(Stored records)
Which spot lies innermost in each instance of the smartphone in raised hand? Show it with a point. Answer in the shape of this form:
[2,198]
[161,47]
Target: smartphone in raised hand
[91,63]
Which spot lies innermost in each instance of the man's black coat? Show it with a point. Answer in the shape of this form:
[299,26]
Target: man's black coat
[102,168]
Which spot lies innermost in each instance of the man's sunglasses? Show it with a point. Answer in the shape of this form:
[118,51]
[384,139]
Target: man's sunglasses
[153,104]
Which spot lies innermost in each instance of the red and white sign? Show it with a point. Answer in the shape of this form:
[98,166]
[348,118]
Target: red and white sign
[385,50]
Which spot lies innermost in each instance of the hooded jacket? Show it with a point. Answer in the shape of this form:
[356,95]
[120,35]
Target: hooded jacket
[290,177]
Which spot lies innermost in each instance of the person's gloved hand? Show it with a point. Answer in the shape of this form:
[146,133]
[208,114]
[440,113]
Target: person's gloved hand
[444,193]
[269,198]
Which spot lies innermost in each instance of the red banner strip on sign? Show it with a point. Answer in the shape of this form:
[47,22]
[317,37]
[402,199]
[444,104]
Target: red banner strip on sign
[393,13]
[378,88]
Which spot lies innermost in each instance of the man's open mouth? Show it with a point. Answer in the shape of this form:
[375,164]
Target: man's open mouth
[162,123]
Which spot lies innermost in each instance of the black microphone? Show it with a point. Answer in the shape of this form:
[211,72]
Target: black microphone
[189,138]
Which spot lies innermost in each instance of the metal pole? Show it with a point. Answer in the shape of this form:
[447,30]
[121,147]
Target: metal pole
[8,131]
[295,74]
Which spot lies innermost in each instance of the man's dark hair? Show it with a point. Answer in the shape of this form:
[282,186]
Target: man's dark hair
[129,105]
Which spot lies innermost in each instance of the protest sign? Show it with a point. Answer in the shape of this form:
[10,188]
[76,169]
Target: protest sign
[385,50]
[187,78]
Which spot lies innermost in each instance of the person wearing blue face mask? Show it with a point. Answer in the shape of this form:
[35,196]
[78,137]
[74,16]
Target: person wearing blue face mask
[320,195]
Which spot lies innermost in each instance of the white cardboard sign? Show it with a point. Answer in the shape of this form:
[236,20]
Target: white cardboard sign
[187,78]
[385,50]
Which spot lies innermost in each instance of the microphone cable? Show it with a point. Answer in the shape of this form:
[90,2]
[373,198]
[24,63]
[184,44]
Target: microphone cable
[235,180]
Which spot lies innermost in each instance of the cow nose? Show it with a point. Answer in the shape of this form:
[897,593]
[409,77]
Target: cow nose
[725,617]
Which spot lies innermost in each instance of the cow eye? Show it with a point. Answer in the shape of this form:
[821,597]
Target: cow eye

* _EXERCISE_
Every single line in the records above must be written out exactly.

* _YOUR RESPONSE_
Which spot lies innermost in each instance of the smartphone in raised hand? Show it with a point. Answer in the shape of this form:
[2,198]
[161,47]
Target: smartphone in raised hand
[91,63]
Which spot lies innermost in each instance of the man's black coat? Show it with a point. Answer in the shape of this form:
[299,26]
Target: man's black coat
[102,168]
Which spot lies innermost in each instance of the man's sunglasses? Show it with a point. Answer in the shape of this form:
[118,51]
[384,139]
Target: man's sunglasses
[153,104]
Which spot lies innermost in each instance of the red and white sign? Show it with a point. Answer in the shape of this form:
[98,166]
[348,118]
Target: red and white sign
[385,50]
Which spot lies innermost in each instance of the hooded jacket? Show it with a point. Answer in the shape of this form:
[356,95]
[120,35]
Target: hooded jacket
[290,177]
Which spot lies innermost in each instance of the person's gloved hand? Show it with a point. Answer in the shape of this form:
[146,133]
[208,114]
[440,113]
Target: person's gloved hand
[444,193]
[269,198]
Which spot lies innermost in each instance of the red banner strip on sign? Show it with a point. Answer in the shape of this form:
[47,22]
[317,37]
[402,199]
[444,104]
Target: red banner strip on sign
[393,13]
[378,88]
Which spot lies innermost in each instance of the man's open mouth? Show it with a point. Answer in the shape of this form:
[375,164]
Target: man's open mouth
[162,123]
Which spot lies innermost in each instance of the black microphone? Show it with a point. Answer in the shape of this form:
[211,72]
Target: black microphone
[189,138]
Which spot lies innermost in each instance of the metal pole? Show it with a point. Answer in the shape of this form:
[447,30]
[121,147]
Target: metal pole
[8,131]
[295,74]
Which spot lies innermost in each instance of the man's dark hair? Show it with a point. Answer in the shape of this form:
[282,186]
Target: man's dark hair
[129,105]
Which spot lies innermost in each instance of the protest sign? Show it with a point. Answer in the shape of this form:
[10,188]
[76,169]
Target: protest sign
[385,50]
[187,78]
Which spot lies innermost in each instance of the person wearing blue face mask? Show it with a point. Answer in the shape of this form:
[35,196]
[78,137]
[74,16]
Target: person wearing blue face mask
[320,195]
Which spot lies innermost in each instance of the white cardboard sign? Show it with a point. Answer in the shape of this form:
[236,20]
Target: white cardboard sign
[187,78]
[385,50]
Which spot lies innermost in each instance of the microphone cable? Show it with a point. Answer in the shape of this form:
[90,2]
[373,198]
[24,63]
[184,44]
Target: microphone cable
[235,180]
Which spot lies innermost in each instance of the cow nose? Show it with a point. Answer in the shape of this form:
[897,593]
[409,77]
Target: cow nose
[725,617]
Which spot lies innermost in each instance of the cow eye? Show it with a point. Answer in the shape of this form:
[821,597]
Target: cow eye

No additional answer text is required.